▶ **Page excerpt**
☆ ☆ ☆ ☆ ☆

Written and directed by
Iranian-American filmmaker Maryam Keshavarz, the film focuses on a liberal,
haute bourgeois family living in modern Tehran ,
Iran . The youngest
of the nuclear family is 16-year-old Atafeh (Nikohl Boosheri). Atafeh's best
friend is Shireen (Sarah Kazemy), a 16-year-old only child orphaned since the
day her notoriously dissident parents disappeared.
Typical teenagers in any
circumstance, Atafeh and Shireen have to struggle their way through adolescence
in a country where the Moral Police swarm underground parties and clubs,
arresting those under the sway of Occidental decadence.
Determined to live as free as
possible, given their circumstances, Atafeh and Shireen explore all that
official Iran tries to hide
and deny, including the young girls' Sapphic urges -- something that can be
punishable by death in Iran .
Although the two are better
off than much of their impoverished fellow Iranians, Atafeh and Shireen dream
of leaving Iran and settling
in Dubai . Atafeh's
liberal father can only protect his family for so long. Her mother, Azar
(Soheil Parsa) has given up, taking up that most reactionary of historical
tropes, nostalgia, as her coping mechanism. And Atafeh's older brother, Mehran
(Reza Sixo Safai), an addict who has essentially given up one drug for another,
has taken it upon himself to play Big Brother to the family by setting up
camera surveillance throughout the house, including Atafeh's bedroom.
Due to the film's subversive
content there was no way Keshavarz and company could have made the film in Iran .
With an international cast and crew aboard, they shot the film in Lebanon .
Sure to stir many heads,
Keshavarz, Boosheri and Kazemy have made a work of art that matters. Circumstance has already won numerous
film festival awards.

☆ ☆ ☆ ☆ ☆

▶ **List of tasks**
[a] According to the review of Circumstance, why was the film shot in Lebanon instead of Iran? Answer in one to three sentences.
[b] In the review of Circumstance, where do Atafeh and Shireen dream of settling after leaving Iran?
[c] Continue the review of Circumstance from its final sentence.

☆ ☆ ☆ ☆ ☆

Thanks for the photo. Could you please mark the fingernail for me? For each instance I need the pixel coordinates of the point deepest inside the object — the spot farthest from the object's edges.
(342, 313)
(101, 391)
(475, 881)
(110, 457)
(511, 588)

☆ ☆ ☆ ☆ ☆

▶ **Answers to the problems**
[a] Because of the film's subversive content, Keshavarz and company could not have made it in Iran. With an international cast and crew, they shot it in Lebanon instead.

[b] Dubai.

[c]
Born in New
York , Keshavarz grew up living between the US and Iran . The only daughter of eight
children ("I have a very good jump shot," she quips), Keshavarz was
doing her doctorate in Near Eastern Studies when 9/11 happened. Shocked and
ashamed to discover mainstream media reactions to those horrific events, at the
urging of one of her brothers, she moved away from Near Eastern Studies and
into media.
Born in Pakistan – as a result of coming out a week
early while her mother was escaping Iran
– Boosheri grew up in Vancouver ,
Canada , along
with her younger sister who just turned 18.
Born in France , Kazemy grew up around and in Paris along with her
older brother and younger sister. Her mother is French and her father is
Iranian.
In this exclusive interview,
Lesbian News caught up with three very talented, brave young filmmakers to get
their feelings on the film, Iran ,
family and other various circumstances.
Lesbian News: How would you describe your childhood?
Sarah Kazemy:
That is the first time someone asked me that, but it's a very, very interesting
question. I had a really interesting childhood. I wasn’t into anything like
dramatic arts but I've always liked art. I was raised in a multicultural house.
Maryam Keshavarz: No one has asked me that, interesting. I guess I spent a lot of my
time translating, moving back and forth between two countries. During my second
grade, during the Iran-Iraq war, I went to school in Iran . My uncle had been killed in
the war so my mom moved me back to Iran with her along with my younger
brother. I remember explaining to different people in each country what it was
like in the other one. I would smuggle some Western goods to my cousins
[Laughs]. Western media was forbidden so
I would smuggle magazines in my underwear and backpack.
LN: And you were getting your doctorate in Near-East
Studies when you decided you wanted to write and direct films.
MK: Right. I
was in Michigan , doing my doctorate with a
focus on Iran .
Then I was on sabbatical. I was stuck in California .
Then 9/11 happened and I remember reading a headline just hours after the
attack that said: "Those Bastards." I thought, "Wow, this is
very reminiscent of another era" – my childhood. I made a couple
experimental, 16 mm films and my brother suggested I go into media. I sent
those films, a short story and a bio to New York University
and I won the Tisch scholarship -- a full scholarship for three years.
LN: Do you have a couple of favorite filmmakers?
MK: Depends
on the day [Laughs]. Right now I like Atom Egoyan, Lynne Ramsay, Wong kar
wai…My background is much more in international cinema.
LN: When did you first realize you wanted to get into
acting?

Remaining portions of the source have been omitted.